Résumez en deux phrases l'extrait consacré à la préparation des hôpitaux aux pandémies.

Extrait à lire
======

Hadewig (Vic) De Corte, CEO de la Clinique Saint-Jean de Bruxelles.
Hadewig (Vic) De Corte, CEO de la Clinique Saint-Jean de Bruxelles.

La lenteur des Régions à s’apercevoir de la vulnérabilité des maisons de repos était-elle due à de l’inexpérience ou au manque de moyens de protection et de testing dont la responsabilité est passée de main en main ? Pourquoi certaines maisons de repos connectées à un hôpital ont-elles mieux préservé la vie de leurs résidents que d’autres institutions amenées bien malgré elles à dispenser des soins hospitaliers ? L’idée d’un continuum des soins est dans l’air, avec des passerelles bien plus nombreuses entre les institutions.  » Les collaborations doivent être recherchées et appréciées, avertit Vic De Corte, mais l’expérience nous a appris que les mariages d’amour tenaient mieux que les mariages de raison. Cela doit se faire étape par étape. « 

La préparation aux pandémies

La menace épidémique est là pour longtemps. Les hôpitaux l’ont intégrée dans leurs procédures et aménagements. Dans une note du 18 mai adressée aux autorités, Yves Smeets, directeur général de Santhea, la fédération patronale d’institutions de soins de santé wallonnes et bruxelloises du secteur public, esquisse un plan de bataille en prévision d’une possible future offensive épidémique. Pour Jean Hermesse (MC), faire renaître la confiance et relancer la vie économique et sociale qui a tellement manqué à la population nécessite d’investir dans une structure de protection sanitaire forte, aussi forte que la protection sociale ou la sécurité, et qui serait chargée du dépistage massif, du matériel de protection pour les soignants et la population, du testing, du traçage et de la vaccination.  » Il faut allouer 2 à 3 % du budget de la santé, c’est-à-dire 500 à 700 millions d’euros, à notre politique de santé publique, déclare-t-il. Cet investissement ne doit pas être considéré comme un coût, mais comme la condition du non-arrêt de l’économie.  »

Un dispositif en dix points

Comment se préparer aux pandémies ? Les propositions de Santhea (fédération patronale d’institutions de soins de santé wallonnes et bruxelloises du secteur public).

1. A côté des plans d’urgence hospitaliers, il faut mettre en place des plans hospitaliers de gestion de pandémie pour la montée en puissance instantanée des unités spécifiques, la gestion de crise en matière de flux, d’accueil, de tri et d’isolement de patients ; la réquisition du personnel médical et soignant, la constitution de stocks stratégiques, etc.

2. Les règles du 112 ne sont pas appropriées pour réguler efficacement les flux d’hospitalisation. Il ne sert à rien d’amener des patients dans un hôpital jusqu’à le saturer, alors que d’autres hôpitaux n’ont que peu de patients.

3. Il faut créer un programme de soins  » maladie infectieuse émergente  » au sein des hôpitaux. Ces secteurs isolés devraient comprendre, une unité standard de médecine (par exemple 20 lits), une unité de réadaptation (par exemple 10 lits) ainsi qu’une unité (par exemple 6 lits) convertible en unité soins intensifs pour permettre la prise en charge de malades ventilés. Ce secteur pourrait être utilisé en période non épidémique comme unité de réadaptation cardiorespiratoire.

======

Lignes extraites
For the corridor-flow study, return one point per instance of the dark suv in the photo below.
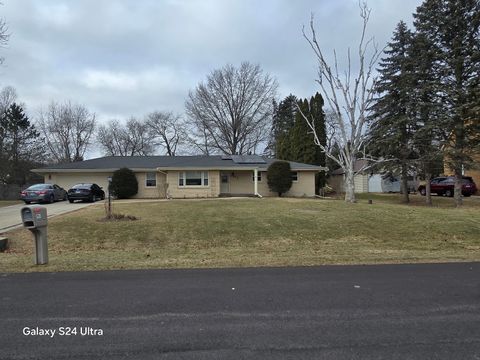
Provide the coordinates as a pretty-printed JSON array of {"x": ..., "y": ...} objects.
[
  {"x": 444, "y": 185},
  {"x": 86, "y": 192}
]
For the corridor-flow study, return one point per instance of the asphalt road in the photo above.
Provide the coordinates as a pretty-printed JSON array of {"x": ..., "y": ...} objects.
[
  {"x": 331, "y": 312},
  {"x": 10, "y": 215}
]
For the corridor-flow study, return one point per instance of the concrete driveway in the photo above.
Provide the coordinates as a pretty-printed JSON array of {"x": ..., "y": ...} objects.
[{"x": 10, "y": 215}]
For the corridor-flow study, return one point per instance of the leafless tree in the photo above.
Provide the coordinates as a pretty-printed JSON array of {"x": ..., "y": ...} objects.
[
  {"x": 348, "y": 95},
  {"x": 168, "y": 131},
  {"x": 4, "y": 35},
  {"x": 8, "y": 95},
  {"x": 132, "y": 138},
  {"x": 232, "y": 110},
  {"x": 67, "y": 129}
]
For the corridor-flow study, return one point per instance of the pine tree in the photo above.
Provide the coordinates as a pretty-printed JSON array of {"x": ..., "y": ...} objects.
[
  {"x": 283, "y": 122},
  {"x": 392, "y": 123},
  {"x": 20, "y": 146},
  {"x": 427, "y": 107},
  {"x": 452, "y": 29},
  {"x": 294, "y": 138}
]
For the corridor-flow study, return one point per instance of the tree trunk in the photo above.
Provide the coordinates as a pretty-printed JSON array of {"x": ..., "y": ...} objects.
[
  {"x": 350, "y": 185},
  {"x": 458, "y": 188},
  {"x": 428, "y": 192},
  {"x": 405, "y": 197}
]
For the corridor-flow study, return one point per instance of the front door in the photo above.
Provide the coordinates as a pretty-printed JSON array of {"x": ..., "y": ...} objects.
[{"x": 224, "y": 183}]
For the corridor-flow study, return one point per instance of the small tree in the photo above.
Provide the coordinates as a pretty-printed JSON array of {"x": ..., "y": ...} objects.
[
  {"x": 279, "y": 177},
  {"x": 124, "y": 184}
]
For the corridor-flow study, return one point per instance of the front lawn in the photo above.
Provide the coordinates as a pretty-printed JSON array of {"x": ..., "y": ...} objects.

======

Corrigé
La menace épidémique étant là pour longtemps, Jean Hermesse (MC) préconise une structure de protection sanitaire forte, chargée notamment du dépistage, du testing, du traçage et de la vaccination, et financée par 2 à 3 % du budget de la santé. Santhea propose quant à elle un dispositif en dix points, dont des plans hospitaliers de gestion de pandémie, une régulation des flux d'hospitalisation plus efficace que les règles du 112 et un programme de soins « maladie infectieuse émergente » au sein des hôpitaux.